(Region annotation entries)
□ □ □ □ □ □ □

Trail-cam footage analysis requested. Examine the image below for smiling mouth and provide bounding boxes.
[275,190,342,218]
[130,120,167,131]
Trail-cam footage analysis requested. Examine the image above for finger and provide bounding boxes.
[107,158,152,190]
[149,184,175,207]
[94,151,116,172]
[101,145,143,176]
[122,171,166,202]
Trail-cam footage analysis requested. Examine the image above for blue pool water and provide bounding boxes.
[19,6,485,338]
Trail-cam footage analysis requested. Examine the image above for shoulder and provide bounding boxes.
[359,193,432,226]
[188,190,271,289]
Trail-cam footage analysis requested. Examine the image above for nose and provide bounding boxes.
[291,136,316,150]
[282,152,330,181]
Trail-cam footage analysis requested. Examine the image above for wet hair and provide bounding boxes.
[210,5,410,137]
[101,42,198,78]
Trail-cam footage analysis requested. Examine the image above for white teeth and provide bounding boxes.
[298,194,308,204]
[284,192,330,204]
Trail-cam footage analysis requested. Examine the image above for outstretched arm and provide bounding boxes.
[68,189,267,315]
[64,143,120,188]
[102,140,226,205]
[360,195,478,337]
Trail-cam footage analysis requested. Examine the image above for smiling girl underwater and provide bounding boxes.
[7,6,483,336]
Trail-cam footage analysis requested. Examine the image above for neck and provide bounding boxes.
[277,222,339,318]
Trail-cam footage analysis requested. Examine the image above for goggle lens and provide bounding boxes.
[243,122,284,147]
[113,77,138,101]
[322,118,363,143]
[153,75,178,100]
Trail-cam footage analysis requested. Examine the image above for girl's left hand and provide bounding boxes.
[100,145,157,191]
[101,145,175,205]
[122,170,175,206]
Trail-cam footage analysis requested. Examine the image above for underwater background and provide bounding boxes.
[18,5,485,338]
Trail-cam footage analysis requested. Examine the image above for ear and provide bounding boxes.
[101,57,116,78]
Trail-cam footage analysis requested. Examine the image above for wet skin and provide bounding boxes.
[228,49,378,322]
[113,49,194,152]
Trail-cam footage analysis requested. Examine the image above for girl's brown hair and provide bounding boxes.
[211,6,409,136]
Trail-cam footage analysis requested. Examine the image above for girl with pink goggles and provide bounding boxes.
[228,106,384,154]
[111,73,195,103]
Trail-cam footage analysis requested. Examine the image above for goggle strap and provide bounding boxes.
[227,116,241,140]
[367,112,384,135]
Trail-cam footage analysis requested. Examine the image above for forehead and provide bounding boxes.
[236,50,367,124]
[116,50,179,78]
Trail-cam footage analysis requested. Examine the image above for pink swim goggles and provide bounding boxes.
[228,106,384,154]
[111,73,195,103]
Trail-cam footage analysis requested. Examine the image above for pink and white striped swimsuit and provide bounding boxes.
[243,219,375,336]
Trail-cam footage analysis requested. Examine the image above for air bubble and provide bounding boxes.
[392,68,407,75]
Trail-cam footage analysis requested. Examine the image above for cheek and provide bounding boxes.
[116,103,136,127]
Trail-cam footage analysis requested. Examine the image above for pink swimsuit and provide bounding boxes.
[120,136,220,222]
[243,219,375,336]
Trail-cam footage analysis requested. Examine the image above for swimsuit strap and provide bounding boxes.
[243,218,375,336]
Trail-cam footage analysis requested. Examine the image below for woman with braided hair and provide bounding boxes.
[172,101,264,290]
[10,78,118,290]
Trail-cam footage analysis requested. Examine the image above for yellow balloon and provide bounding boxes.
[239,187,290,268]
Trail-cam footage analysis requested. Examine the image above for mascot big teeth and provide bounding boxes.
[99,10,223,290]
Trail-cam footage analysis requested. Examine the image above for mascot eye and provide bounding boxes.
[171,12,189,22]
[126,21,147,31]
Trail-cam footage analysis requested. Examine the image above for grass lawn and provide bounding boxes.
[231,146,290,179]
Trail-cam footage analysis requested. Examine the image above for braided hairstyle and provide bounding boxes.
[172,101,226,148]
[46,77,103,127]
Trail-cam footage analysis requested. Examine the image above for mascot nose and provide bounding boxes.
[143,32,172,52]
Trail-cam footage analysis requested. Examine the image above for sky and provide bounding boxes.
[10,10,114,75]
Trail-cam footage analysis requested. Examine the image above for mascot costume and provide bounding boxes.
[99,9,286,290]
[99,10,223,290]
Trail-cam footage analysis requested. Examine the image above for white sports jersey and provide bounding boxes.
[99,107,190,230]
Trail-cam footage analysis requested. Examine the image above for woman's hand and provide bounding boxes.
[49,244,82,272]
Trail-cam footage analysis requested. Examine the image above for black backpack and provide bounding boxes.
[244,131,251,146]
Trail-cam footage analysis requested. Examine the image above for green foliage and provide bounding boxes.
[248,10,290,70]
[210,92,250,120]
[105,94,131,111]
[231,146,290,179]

□ □ □ □ □ □ □

■ **Exercise prompt**: Pick out every row above that contains the word "white", and copy each one in full.

■ **Full response**:
Trail-cam footage analysis requested. Examine the image above for white teeth and provide bounding boxes.
Trail-cam footage analysis requested. Examine the image above for pink and white striped swimsuit and provide bounding boxes.
Trail-cam footage analysis requested. Examine the image above for white sports jersey and provide bounding boxes.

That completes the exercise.